VMware vSphere

Overview

The VMware vSphere plugin uses the vSphere API to gather metrics from multiple vCenter servers.

  • Clusters
  • Hosts
  • VMs
  • Datastores

Supported versions of vSphere

This plugin supports vSphere version 5.5 through 6.7.

Configuration

NOTE: To disable collection of a specific resource type, simply exclude all metrics using the XX_metric_exclude. For example, to disable collection of VMs, add this:

vm_metric_exclude = [ "*" ]
# Read metrics from one or many vCenters
[[inputs.vsphere]]
    ## List of vCenter URLs to be monitored. These three lines must be uncommented
  ## and edited for the plugin to work.
  vcenters = [ "https://vcenter.local/sdk" ]
  username = "user@corp.local"
  password = "secret"

  ## VMs
  ## Typical VM metrics (if omitted or empty, all metrics are collected)
  # vm_include = [ "/*/vm/**"] # Inventory path to VMs to collect (by default all are collected)

Collected data entries:
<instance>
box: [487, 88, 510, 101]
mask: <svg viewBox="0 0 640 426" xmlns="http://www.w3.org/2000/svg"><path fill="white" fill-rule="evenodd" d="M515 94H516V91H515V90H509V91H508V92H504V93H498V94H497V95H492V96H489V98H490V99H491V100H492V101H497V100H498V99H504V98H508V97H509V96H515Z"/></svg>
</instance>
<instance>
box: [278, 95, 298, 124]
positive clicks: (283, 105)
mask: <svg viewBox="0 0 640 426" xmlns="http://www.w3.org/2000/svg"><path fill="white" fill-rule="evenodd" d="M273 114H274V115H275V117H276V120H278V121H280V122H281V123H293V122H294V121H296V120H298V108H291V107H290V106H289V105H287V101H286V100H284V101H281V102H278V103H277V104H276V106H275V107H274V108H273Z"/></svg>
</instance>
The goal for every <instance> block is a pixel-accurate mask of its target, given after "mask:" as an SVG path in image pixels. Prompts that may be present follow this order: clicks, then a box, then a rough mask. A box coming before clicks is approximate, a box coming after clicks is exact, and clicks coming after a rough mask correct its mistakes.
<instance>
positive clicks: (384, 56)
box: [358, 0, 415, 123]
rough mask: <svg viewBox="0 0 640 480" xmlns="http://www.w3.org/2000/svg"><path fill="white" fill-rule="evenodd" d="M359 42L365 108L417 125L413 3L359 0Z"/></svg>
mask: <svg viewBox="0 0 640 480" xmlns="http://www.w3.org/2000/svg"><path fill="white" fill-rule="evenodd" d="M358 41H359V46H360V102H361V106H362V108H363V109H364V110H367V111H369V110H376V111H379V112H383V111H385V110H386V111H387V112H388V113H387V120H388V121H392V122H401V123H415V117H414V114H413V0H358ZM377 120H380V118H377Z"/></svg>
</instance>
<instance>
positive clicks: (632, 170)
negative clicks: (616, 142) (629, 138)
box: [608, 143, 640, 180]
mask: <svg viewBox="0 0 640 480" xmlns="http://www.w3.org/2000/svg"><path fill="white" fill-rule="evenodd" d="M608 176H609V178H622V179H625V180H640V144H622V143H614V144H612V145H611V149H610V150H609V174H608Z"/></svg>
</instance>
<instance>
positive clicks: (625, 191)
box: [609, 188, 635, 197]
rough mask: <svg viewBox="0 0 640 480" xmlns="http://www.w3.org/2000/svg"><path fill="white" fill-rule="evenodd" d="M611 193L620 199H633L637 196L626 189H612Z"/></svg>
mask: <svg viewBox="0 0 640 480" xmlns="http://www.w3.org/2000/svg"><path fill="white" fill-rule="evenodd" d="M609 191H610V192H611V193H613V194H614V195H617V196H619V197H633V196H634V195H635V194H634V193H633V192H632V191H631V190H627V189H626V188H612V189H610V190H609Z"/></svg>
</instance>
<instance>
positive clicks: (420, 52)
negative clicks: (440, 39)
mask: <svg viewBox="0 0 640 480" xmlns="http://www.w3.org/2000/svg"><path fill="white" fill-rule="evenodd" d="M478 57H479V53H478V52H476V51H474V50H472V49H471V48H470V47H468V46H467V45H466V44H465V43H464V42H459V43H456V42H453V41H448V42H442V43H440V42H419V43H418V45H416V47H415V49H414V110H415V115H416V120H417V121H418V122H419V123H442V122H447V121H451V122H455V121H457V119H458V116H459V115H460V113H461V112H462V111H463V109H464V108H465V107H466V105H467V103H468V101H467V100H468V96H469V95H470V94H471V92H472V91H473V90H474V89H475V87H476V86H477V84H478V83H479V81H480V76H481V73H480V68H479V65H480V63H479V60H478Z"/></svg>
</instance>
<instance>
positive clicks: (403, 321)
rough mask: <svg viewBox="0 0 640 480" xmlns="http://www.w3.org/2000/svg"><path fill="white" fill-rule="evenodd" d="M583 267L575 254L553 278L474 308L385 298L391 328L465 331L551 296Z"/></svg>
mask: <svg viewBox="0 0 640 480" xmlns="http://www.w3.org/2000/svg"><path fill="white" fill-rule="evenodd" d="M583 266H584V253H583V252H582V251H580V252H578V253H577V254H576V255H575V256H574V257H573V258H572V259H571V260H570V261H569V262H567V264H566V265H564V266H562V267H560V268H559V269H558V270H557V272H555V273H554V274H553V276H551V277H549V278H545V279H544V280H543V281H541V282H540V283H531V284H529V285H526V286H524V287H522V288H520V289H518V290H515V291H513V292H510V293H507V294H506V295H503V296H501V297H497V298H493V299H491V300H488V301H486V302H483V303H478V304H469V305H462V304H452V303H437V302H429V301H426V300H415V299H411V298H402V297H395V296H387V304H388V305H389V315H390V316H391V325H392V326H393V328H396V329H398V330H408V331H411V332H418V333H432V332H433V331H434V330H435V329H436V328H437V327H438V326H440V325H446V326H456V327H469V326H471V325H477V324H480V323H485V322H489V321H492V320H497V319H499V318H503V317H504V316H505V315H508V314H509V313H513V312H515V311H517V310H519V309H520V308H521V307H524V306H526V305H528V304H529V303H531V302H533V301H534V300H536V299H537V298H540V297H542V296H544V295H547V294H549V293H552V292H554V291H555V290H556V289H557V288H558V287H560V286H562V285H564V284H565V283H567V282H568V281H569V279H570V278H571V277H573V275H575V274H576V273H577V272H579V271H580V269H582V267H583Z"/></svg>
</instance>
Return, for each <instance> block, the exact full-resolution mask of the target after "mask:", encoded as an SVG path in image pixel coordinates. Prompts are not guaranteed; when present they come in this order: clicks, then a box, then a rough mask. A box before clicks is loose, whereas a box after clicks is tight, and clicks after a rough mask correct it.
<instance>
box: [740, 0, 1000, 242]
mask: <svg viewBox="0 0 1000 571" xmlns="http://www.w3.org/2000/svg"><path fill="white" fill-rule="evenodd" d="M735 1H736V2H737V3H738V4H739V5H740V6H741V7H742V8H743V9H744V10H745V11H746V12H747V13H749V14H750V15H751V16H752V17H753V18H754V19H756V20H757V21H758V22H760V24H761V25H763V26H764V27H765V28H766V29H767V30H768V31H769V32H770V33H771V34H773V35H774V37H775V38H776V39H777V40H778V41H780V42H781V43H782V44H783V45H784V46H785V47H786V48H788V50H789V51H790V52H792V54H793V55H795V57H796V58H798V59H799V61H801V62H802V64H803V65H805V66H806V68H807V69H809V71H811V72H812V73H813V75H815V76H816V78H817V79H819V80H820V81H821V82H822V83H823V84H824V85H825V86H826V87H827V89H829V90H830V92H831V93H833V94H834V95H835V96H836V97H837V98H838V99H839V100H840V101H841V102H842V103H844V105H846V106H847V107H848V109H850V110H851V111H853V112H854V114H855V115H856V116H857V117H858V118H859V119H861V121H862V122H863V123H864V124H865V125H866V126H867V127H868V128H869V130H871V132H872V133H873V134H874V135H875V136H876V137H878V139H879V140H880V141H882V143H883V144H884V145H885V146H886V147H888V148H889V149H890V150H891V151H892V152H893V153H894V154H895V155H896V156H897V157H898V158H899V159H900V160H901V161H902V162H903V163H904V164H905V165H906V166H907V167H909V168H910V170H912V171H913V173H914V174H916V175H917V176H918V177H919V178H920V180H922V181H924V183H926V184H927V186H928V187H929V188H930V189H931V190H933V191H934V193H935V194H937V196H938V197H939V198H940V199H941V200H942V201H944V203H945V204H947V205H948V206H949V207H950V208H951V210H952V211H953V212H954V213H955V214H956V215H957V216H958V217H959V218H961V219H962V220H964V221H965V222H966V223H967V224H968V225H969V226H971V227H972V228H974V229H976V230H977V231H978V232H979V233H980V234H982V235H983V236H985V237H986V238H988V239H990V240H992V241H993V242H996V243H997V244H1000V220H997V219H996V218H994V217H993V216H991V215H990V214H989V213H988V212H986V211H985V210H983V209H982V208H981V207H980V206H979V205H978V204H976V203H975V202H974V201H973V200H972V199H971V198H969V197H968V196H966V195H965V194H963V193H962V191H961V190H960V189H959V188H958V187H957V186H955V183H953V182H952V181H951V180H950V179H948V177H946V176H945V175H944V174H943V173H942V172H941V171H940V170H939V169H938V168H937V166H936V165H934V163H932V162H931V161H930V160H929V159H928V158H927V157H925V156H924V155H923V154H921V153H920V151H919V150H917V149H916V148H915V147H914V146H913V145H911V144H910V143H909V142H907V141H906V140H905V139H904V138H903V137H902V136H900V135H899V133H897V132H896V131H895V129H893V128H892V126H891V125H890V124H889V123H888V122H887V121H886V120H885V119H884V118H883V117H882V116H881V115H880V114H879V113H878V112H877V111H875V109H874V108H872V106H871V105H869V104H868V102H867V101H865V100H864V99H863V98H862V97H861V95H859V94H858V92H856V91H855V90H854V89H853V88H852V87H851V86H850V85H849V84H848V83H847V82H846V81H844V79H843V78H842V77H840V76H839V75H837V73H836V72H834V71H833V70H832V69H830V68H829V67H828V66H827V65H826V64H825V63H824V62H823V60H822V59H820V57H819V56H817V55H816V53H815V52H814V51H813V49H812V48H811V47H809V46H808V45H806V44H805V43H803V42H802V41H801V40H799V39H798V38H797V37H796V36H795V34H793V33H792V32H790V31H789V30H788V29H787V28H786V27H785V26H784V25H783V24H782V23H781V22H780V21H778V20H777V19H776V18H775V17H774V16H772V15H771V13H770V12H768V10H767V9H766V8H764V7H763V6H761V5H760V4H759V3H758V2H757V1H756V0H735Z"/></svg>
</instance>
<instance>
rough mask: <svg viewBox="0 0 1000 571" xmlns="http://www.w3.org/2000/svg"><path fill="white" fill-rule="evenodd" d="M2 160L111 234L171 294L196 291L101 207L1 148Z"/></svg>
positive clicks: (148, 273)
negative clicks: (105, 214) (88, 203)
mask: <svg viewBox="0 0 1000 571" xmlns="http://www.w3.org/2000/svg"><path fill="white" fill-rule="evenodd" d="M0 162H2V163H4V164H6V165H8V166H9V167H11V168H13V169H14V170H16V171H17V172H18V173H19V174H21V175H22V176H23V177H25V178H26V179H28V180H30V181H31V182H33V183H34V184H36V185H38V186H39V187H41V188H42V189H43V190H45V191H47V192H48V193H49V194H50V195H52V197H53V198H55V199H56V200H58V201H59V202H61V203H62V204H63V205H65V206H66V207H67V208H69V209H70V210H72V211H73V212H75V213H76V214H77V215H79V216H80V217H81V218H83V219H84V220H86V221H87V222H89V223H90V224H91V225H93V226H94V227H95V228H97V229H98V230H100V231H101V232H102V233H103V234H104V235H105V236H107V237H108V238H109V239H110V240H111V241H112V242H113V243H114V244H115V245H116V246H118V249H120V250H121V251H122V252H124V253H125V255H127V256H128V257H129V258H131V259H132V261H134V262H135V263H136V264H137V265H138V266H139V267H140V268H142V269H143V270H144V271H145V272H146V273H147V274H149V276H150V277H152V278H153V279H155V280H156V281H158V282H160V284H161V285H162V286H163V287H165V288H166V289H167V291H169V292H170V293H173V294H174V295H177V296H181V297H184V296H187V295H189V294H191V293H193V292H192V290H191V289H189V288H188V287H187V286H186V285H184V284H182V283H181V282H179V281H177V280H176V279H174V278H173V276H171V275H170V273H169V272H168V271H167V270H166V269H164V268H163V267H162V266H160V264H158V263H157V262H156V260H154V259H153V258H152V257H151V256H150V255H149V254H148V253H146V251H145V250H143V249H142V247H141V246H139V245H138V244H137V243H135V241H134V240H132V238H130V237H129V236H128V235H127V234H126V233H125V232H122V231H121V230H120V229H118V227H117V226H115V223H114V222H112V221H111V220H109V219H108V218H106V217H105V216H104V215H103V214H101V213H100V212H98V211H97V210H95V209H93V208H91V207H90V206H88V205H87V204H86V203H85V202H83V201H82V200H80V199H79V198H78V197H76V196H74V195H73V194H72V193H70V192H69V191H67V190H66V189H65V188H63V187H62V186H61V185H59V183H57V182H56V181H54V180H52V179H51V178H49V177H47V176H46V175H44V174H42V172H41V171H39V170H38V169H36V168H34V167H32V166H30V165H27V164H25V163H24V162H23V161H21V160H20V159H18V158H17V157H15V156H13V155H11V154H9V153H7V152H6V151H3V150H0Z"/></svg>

◆ Directive: List every resource type the vSphere plugin text names as a source of gathered metrics.

◆ Response to this task: Clusters, Hosts, VMs, Datastores